> [To do]: Rewrite every line of the rows below as a numbered list, skipping any blank lines. Leave the pictures out of your answer.

[START Provided entries]

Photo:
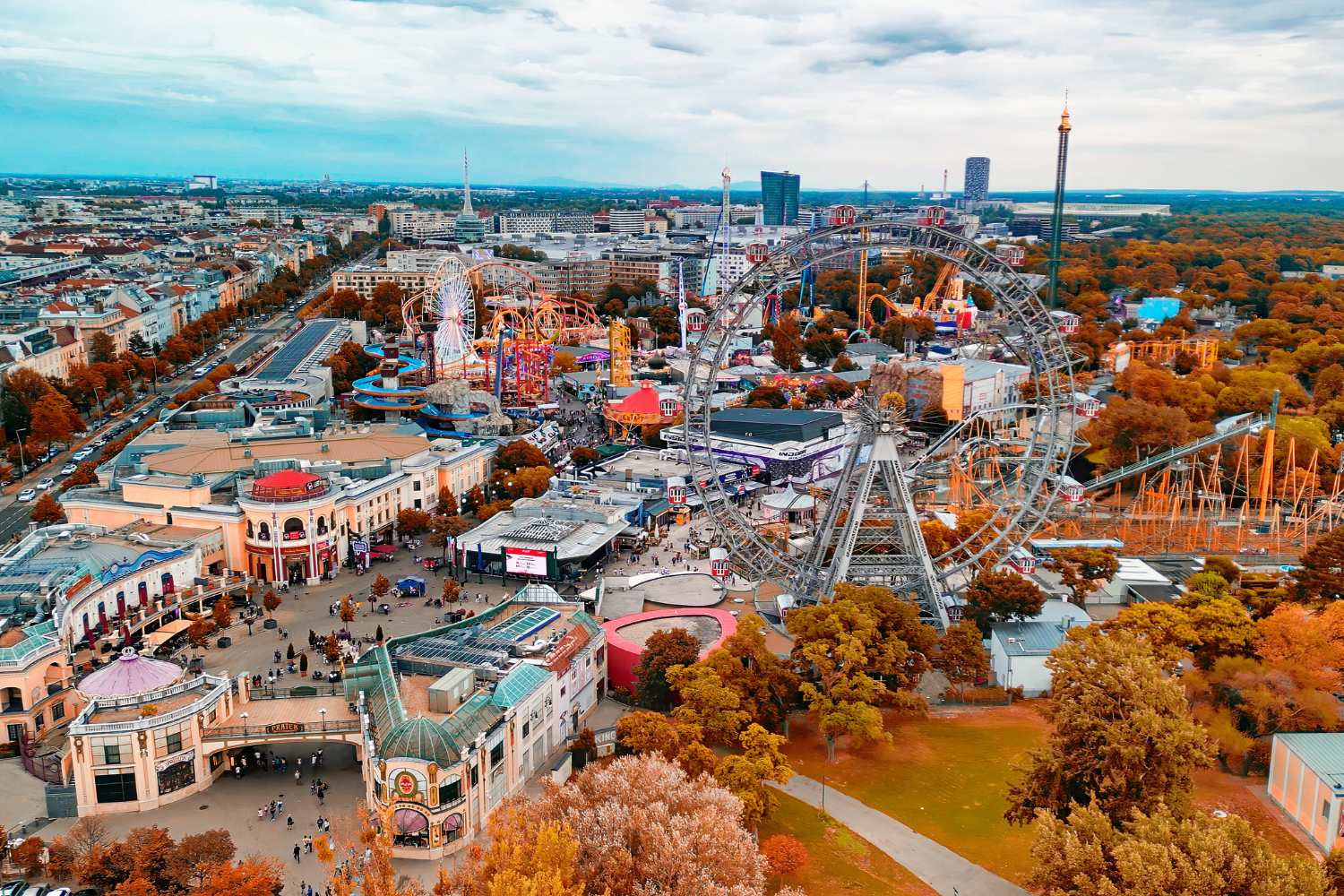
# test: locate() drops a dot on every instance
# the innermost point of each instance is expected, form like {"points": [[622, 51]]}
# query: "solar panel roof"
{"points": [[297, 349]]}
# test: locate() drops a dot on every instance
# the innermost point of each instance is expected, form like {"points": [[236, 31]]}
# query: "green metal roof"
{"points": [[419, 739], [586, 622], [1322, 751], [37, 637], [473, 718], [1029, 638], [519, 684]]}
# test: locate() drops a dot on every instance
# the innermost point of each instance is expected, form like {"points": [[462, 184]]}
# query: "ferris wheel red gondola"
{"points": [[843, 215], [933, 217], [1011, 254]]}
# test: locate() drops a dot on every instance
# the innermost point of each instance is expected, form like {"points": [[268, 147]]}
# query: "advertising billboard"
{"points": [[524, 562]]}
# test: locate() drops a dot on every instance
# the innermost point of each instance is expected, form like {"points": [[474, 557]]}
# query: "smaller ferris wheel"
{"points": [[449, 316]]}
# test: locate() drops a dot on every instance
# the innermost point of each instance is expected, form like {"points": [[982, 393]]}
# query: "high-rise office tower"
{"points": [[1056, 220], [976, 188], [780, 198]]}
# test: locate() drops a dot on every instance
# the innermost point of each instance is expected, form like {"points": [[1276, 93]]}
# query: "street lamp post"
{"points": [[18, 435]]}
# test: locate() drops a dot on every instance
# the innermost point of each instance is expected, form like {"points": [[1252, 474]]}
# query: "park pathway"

[END Provided entries]

> [Full response]:
1. Photo:
2. # test: locate() drops a dot on every instance
3. # the innermost point of each instance is expected, form like {"points": [[622, 51]]}
4. # query: "solar panel roof"
5. {"points": [[297, 349]]}
6. # test: locate() drops a dot on every instance
7. # the innermost point of each instance is expected, form like {"points": [[236, 31]]}
8. # query: "green metal roof"
9. {"points": [[419, 739], [586, 622], [1322, 751], [37, 637], [473, 718], [1029, 638], [519, 684]]}
10. # test: locate() drops a dot on every instance
11. # the innermost point of each instance is expected, form like {"points": [[462, 184]]}
12. # query: "ferris wheel red gondola"
13. {"points": [[843, 215], [933, 217], [1011, 254]]}
14. # test: locate() drops a dot on every instance
15. # the innermost point of each instance is expected, form like {"points": [[268, 147]]}
16. # query: "advertising billboard"
17. {"points": [[524, 562]]}
18. # test: locate() drops a dot on every instance
19. # the innermost point of each instance is expected, form like {"points": [[474, 557]]}
20. # query: "smaller ferris wheel"
21. {"points": [[449, 316]]}
22. # test: locate() drops a dot on every instance
23. # the innermost point of each instance is expected, form like {"points": [[982, 393]]}
24. # query: "high-rise office tower"
25. {"points": [[1056, 220], [976, 188], [780, 198]]}
26. # test: locate() drops a dot on every instance
27. # the innermost point of each instance is expected, form like {"points": [[1276, 93]]}
28. # query: "street lamp post"
29. {"points": [[18, 435]]}
30. # test: locate() drops a dot on every instance
31. # the innermost point of each instance is expected, form like {"points": [[1252, 474]]}
32. # query: "park pathway"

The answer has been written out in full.